━━ Supplied data

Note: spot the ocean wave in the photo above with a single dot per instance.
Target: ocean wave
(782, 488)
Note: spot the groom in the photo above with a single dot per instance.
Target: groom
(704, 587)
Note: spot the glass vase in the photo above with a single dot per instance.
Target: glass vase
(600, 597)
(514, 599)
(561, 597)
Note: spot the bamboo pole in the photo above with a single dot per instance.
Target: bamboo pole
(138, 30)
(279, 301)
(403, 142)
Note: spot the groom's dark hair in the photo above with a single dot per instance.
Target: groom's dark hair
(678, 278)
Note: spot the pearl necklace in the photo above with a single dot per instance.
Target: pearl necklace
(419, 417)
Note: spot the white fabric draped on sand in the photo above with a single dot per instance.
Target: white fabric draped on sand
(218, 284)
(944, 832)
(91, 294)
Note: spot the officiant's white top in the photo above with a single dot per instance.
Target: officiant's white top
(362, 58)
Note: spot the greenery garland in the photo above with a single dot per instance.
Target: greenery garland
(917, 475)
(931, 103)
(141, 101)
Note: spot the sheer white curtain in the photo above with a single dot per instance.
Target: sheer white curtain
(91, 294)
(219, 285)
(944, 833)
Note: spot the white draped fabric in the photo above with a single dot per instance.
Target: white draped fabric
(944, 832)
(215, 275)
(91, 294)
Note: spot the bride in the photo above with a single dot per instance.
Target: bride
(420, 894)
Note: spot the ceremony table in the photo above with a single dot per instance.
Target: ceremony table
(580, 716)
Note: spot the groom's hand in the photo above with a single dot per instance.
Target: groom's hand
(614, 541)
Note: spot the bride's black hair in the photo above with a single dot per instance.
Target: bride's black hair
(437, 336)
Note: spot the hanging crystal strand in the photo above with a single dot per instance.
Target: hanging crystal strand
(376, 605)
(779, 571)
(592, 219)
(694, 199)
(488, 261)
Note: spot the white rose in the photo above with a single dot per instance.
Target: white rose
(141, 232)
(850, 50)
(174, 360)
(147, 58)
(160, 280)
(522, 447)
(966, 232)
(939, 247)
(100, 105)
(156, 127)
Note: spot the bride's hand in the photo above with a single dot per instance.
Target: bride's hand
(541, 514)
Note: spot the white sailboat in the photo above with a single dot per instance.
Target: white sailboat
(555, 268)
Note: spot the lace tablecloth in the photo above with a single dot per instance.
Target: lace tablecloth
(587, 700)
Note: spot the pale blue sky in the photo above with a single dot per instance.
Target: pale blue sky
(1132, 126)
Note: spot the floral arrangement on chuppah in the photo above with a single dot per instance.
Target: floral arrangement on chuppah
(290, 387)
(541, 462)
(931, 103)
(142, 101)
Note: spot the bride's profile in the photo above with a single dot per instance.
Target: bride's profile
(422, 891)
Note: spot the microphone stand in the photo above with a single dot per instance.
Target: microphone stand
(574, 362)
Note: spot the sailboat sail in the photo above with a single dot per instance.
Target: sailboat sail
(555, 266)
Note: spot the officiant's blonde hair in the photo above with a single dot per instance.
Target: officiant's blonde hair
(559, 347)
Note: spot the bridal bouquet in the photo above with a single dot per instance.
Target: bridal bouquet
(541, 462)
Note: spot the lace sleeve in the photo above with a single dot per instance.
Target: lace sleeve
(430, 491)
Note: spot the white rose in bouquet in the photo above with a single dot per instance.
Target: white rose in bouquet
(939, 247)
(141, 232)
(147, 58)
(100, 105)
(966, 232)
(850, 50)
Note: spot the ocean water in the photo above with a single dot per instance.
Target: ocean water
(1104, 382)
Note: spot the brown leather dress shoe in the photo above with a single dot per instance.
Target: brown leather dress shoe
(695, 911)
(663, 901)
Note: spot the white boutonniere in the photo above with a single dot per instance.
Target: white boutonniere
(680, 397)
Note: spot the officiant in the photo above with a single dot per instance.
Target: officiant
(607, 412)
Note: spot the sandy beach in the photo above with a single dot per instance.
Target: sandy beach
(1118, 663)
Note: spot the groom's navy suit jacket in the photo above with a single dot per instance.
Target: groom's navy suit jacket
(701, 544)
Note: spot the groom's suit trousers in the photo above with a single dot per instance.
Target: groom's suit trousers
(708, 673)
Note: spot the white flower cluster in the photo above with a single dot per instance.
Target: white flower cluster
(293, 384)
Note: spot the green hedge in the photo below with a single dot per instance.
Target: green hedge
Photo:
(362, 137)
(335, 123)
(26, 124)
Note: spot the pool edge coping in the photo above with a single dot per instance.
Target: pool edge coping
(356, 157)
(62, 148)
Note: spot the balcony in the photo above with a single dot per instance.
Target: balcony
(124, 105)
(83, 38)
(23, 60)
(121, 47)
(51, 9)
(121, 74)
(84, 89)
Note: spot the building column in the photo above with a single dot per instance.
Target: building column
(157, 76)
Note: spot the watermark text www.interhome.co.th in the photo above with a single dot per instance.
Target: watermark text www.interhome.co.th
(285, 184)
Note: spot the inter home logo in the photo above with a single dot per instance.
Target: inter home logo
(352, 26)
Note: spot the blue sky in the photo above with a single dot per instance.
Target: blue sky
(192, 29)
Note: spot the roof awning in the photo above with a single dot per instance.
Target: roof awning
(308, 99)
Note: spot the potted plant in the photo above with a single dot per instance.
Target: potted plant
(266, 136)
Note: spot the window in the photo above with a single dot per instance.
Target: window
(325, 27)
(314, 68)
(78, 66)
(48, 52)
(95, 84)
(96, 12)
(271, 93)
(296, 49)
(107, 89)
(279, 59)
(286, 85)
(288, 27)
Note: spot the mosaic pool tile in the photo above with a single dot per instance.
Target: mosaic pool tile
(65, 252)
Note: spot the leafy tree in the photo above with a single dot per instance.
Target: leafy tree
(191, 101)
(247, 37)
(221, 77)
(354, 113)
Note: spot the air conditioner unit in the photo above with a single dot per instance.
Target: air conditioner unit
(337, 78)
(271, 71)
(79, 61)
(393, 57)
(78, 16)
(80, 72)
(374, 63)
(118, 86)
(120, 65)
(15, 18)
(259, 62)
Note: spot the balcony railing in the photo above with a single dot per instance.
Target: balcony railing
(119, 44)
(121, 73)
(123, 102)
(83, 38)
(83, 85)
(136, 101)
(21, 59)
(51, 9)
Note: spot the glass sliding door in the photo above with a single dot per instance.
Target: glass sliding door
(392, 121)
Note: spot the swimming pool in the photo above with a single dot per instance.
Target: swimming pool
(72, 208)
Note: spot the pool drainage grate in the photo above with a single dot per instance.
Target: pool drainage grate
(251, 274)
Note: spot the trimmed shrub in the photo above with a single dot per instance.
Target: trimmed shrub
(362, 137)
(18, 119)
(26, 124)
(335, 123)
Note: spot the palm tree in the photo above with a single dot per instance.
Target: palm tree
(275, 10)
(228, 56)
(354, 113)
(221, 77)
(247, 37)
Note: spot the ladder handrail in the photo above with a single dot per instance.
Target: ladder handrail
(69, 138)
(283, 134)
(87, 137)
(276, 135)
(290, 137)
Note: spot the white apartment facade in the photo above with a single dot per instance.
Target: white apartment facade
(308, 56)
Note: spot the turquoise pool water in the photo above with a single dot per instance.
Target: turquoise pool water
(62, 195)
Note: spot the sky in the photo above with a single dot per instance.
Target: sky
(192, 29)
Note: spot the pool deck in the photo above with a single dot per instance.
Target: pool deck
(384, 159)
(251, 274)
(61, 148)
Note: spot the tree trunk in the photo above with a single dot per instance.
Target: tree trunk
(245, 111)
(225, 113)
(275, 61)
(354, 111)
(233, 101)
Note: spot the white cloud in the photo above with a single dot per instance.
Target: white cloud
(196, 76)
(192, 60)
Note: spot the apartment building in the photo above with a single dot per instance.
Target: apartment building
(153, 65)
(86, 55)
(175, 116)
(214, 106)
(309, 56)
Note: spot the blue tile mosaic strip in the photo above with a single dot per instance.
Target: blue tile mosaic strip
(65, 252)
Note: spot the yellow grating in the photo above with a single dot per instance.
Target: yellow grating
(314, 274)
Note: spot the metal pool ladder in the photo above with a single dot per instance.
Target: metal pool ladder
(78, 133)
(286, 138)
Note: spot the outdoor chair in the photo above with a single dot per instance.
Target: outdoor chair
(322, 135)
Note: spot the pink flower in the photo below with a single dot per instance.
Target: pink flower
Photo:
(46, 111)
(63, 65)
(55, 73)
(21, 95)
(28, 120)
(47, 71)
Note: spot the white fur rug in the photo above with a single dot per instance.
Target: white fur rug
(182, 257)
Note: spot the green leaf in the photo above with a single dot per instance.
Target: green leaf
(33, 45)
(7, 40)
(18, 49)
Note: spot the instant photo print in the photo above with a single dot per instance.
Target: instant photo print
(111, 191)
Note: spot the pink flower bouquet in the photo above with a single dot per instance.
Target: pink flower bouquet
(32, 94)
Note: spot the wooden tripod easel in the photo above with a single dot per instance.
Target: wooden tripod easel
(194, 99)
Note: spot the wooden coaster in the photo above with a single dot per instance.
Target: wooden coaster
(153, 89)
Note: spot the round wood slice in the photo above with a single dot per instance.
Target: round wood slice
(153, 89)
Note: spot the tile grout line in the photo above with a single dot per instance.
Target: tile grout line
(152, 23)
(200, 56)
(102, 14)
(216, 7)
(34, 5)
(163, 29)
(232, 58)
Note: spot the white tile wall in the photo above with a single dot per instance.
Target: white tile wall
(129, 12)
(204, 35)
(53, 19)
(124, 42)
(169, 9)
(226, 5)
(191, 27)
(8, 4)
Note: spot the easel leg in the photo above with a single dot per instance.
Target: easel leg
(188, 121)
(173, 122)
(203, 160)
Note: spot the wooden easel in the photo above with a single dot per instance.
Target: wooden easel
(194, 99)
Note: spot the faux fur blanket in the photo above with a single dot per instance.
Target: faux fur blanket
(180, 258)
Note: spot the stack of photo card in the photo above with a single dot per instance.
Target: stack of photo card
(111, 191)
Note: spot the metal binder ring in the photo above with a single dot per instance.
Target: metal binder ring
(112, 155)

━━━━

**Problem statement**
Your answer should be every line above that contains the word "below".

**Result of this task**
Note: spot the green hedge in the photo below with a single dot per instance.
Note: spot the pink flower in the photo below with a single dot per instance.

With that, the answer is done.